**Exercise instructions:**
Convert the listing below into a two-column CSV with the headers request and answer, giving one row per entry, each value in a single quoted field with line breaks replaced by spaces, and leave out the pictures.

**Working data:**
+ + + + + + +

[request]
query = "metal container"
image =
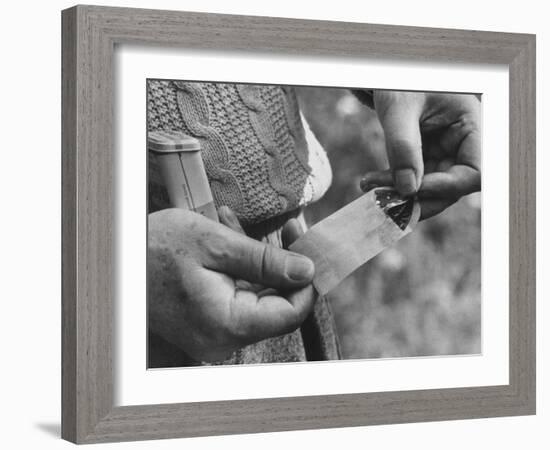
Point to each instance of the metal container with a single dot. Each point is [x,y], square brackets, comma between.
[182,170]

+ + + + + + +

**Answer in full:**
request,answer
"[request] query = ""metal container"" image = Point to each instance of the metal container with a single dot. Each point is [x,y], square brackets, comma between.","[182,170]"